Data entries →
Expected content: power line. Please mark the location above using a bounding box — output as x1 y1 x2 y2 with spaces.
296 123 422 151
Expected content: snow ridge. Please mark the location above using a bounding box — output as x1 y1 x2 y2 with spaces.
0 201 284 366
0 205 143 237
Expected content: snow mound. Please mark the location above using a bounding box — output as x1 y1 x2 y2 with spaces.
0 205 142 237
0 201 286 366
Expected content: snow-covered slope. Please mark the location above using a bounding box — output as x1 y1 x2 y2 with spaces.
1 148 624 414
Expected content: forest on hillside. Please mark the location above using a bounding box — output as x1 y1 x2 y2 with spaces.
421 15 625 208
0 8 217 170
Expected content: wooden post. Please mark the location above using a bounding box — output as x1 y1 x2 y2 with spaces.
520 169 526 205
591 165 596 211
---
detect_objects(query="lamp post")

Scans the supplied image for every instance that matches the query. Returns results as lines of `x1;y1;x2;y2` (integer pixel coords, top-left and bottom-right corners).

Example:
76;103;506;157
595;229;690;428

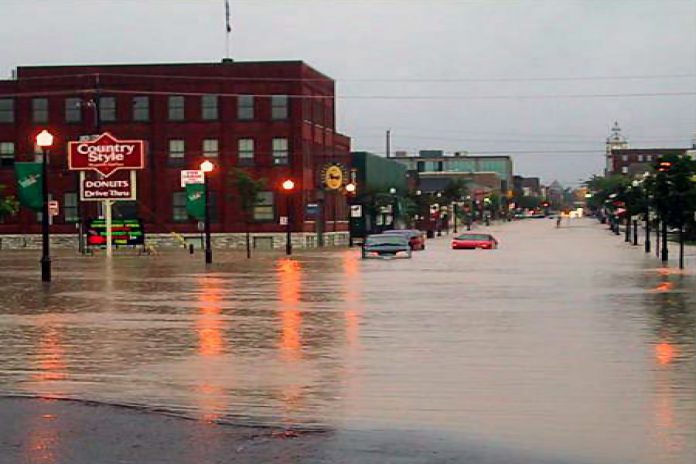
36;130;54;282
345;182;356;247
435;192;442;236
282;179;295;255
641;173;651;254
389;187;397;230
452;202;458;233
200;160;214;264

Task to complete → Which of the lines above contain "query"? Return them all.

Solution below →
detect_objects(query="lamp post")
Scans the supplied image for every instance that matches the query. Returns results as lines of `x1;y1;x2;y2` (integer pixel coords, top-left and bottom-right corners).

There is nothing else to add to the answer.